▶ _GIVEN PROBLEM_: Your task is to copy the material exactly.

[Excerpts of pointing data]
┄┄┄┄┄┄┄┄┄┄┄┄┄┄┄┄┄┄┄┄
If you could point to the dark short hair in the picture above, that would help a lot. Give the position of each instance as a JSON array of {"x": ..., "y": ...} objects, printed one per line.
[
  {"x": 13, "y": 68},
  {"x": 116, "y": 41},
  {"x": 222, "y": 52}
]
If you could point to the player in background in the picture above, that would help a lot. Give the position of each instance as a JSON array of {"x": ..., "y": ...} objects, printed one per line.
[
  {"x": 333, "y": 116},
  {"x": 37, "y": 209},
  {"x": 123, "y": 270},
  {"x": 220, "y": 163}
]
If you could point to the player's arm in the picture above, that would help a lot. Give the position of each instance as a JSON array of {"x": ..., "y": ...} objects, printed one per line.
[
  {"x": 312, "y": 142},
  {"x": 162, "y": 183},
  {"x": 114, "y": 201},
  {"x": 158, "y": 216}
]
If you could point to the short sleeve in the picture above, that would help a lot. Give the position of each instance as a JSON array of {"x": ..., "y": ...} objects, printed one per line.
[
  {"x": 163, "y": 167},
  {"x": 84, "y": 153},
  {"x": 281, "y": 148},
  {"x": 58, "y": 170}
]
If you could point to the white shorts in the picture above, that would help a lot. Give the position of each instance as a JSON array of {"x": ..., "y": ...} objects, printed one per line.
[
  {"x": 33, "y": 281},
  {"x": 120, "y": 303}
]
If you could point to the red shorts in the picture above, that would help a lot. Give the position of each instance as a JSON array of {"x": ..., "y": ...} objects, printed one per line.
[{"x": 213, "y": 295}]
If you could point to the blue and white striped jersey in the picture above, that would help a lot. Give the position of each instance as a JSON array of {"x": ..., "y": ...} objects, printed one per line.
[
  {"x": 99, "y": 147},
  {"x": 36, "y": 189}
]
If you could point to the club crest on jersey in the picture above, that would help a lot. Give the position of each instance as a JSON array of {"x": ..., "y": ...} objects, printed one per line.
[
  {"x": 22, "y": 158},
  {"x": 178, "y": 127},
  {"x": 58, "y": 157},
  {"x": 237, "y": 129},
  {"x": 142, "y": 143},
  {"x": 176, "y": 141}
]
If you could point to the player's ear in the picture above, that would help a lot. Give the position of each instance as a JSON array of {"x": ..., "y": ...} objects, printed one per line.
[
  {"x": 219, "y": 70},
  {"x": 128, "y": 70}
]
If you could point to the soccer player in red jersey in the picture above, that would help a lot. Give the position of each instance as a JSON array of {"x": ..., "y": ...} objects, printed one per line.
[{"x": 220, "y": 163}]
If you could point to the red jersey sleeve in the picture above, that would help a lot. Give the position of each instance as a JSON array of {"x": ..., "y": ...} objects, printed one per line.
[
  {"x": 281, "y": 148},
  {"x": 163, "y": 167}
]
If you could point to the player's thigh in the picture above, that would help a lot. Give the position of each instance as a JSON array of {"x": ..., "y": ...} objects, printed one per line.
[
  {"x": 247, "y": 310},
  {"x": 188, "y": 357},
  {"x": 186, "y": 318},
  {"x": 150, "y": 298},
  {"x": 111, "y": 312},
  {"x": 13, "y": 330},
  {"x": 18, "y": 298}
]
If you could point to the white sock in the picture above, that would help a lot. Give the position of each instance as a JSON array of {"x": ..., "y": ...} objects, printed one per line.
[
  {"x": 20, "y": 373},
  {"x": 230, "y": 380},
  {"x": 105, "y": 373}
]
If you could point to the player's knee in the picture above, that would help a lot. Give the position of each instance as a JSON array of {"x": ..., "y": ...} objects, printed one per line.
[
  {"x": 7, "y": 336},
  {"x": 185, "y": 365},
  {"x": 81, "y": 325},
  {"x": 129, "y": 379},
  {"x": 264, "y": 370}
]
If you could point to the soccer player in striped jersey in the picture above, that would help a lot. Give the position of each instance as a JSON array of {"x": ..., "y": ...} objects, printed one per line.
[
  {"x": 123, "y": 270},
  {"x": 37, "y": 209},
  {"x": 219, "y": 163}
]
┄┄┄┄┄┄┄┄┄┄┄┄┄┄┄┄┄┄┄┄
▶ _RESULT OF THIS EXERCISE_:
If you could point to the dark short hair in the picture above, that would help a lot. Give the position of each instance as a JSON array of {"x": ..., "y": ...} objects, printed one per line.
[
  {"x": 13, "y": 68},
  {"x": 116, "y": 41},
  {"x": 222, "y": 52}
]
If you could point to the player in background in the picture above, that would help a lot. Give the position of each instance as a JSON array of {"x": ..., "y": ...} objects, printed one per line.
[
  {"x": 333, "y": 116},
  {"x": 37, "y": 209},
  {"x": 123, "y": 270},
  {"x": 220, "y": 163}
]
If you could point to the player's arm in the picture above, that would help a lot. Give the position of each instance as a JSON array of {"x": ..., "y": ...} objects, printed one per line.
[
  {"x": 312, "y": 142},
  {"x": 162, "y": 183},
  {"x": 114, "y": 201},
  {"x": 158, "y": 216}
]
If you could point to the short sleeve in the picture above, that would help a lot. Give the position of each instance as a JSON array of {"x": ..., "y": ...} objects, printed one per line.
[
  {"x": 163, "y": 167},
  {"x": 84, "y": 153},
  {"x": 281, "y": 148},
  {"x": 58, "y": 170}
]
If you could point to the white shorts in the picture above, that would help a lot. Give the position of each instance as a JSON array of {"x": ..., "y": ...} objects, printed one per line.
[
  {"x": 33, "y": 281},
  {"x": 120, "y": 303}
]
If you could point to the red shorts in the picture above, that would help a lot. Give the position of each instance as a JSON array of {"x": ..., "y": ...} objects, printed one per line.
[{"x": 213, "y": 295}]
If you could point to the blue and white striped jersey in the picture above, that would help a lot. Give the position of each instance as a JSON array of {"x": ..., "y": ...} objects, printed one per line.
[
  {"x": 99, "y": 147},
  {"x": 36, "y": 189}
]
If you could point to the club crest on jersey in the picture above, that would help a lot. Give the position of each instance as a JSON array of {"x": ..., "y": ...} objects, printed one per line.
[
  {"x": 22, "y": 158},
  {"x": 178, "y": 127},
  {"x": 58, "y": 157},
  {"x": 237, "y": 129},
  {"x": 142, "y": 143},
  {"x": 176, "y": 141}
]
If you could point to the player's ear in the picture above, that would help a lot. Give the position of each instance as a JSON array of {"x": ..., "y": ...} objects, printed one per line.
[
  {"x": 219, "y": 70},
  {"x": 128, "y": 70}
]
If you could point to the soccer player in red jersey in the picture above, that would help a lot. Give the position of each instance as a JSON array of {"x": ..., "y": ...} objects, printed one per line.
[{"x": 220, "y": 163}]
If you could point to the red jersey sleeve in the picture above, that would help a lot. Give the position of each instance as a JSON array of {"x": ..., "y": ...} objects, printed one per line.
[
  {"x": 281, "y": 148},
  {"x": 163, "y": 167}
]
If you could point to the player's thigh in the picture above, that would help a lot. Give the position of each instance as a JSON array of {"x": ..., "y": ...} objects, printed one per line.
[
  {"x": 247, "y": 310},
  {"x": 188, "y": 357},
  {"x": 186, "y": 318},
  {"x": 150, "y": 298},
  {"x": 111, "y": 312},
  {"x": 13, "y": 330},
  {"x": 18, "y": 298}
]
If you could point to the white sock in the picture above, that would help a lot. Give the position of each instance as a JSON array of {"x": ..., "y": ...} objects, printed one per line.
[
  {"x": 20, "y": 373},
  {"x": 230, "y": 380},
  {"x": 105, "y": 373}
]
If you could point to the player's knee in the picture above, that would help a lot. Give the position of each instance as a JSON array of {"x": ..., "y": ...} objects, printed one per line.
[
  {"x": 7, "y": 336},
  {"x": 185, "y": 365},
  {"x": 81, "y": 325},
  {"x": 129, "y": 379},
  {"x": 264, "y": 370}
]
If you could point to the soccer player in striped jersey in the picture above, that would help a lot. Give the position of each instance as a JSON array of {"x": ..., "y": ...} objects, printed one per line.
[
  {"x": 123, "y": 270},
  {"x": 37, "y": 209},
  {"x": 219, "y": 163}
]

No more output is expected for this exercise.